**Short task**: Reproduce the data below word for word, starting at the line that contains "Note to the class: we label each instance of the water" and ending after the line that contains "pixel 541 485".

**Given data**:
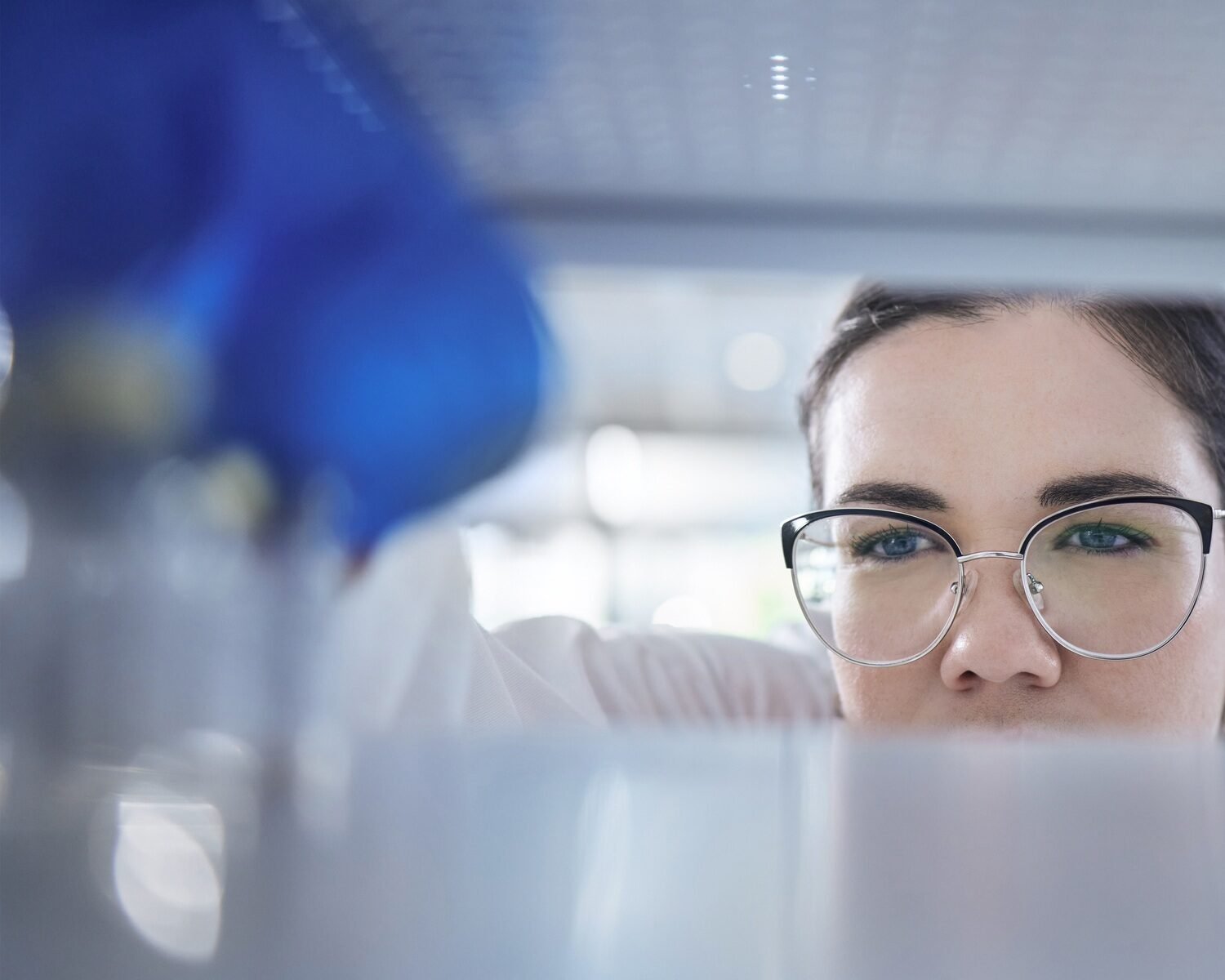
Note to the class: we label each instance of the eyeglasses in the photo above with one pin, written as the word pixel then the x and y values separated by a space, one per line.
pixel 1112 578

==

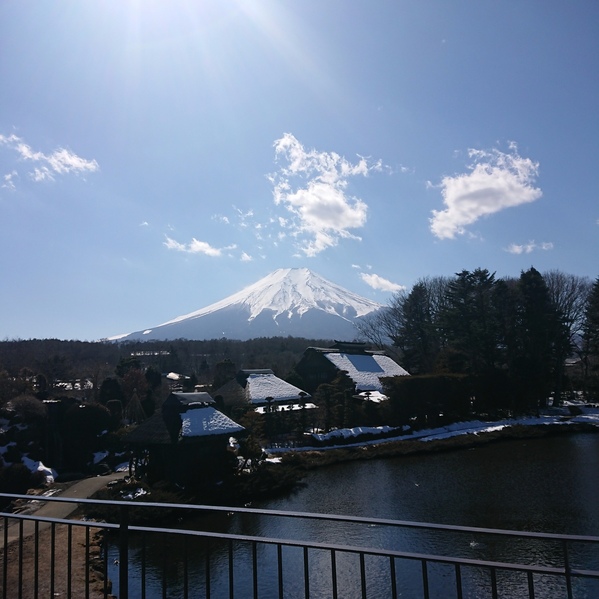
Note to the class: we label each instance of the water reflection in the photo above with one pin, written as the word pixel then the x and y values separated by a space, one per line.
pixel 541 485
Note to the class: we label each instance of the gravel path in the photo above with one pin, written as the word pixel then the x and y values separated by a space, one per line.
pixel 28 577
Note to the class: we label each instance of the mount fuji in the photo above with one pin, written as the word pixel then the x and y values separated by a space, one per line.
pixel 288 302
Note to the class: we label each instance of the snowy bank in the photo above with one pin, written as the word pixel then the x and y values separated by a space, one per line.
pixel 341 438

**Expected answer**:
Note to the class: we label each instance of the water reflection in the photo above with one pin, written as the word pixel then the x and y values separated by a space, one per line.
pixel 541 485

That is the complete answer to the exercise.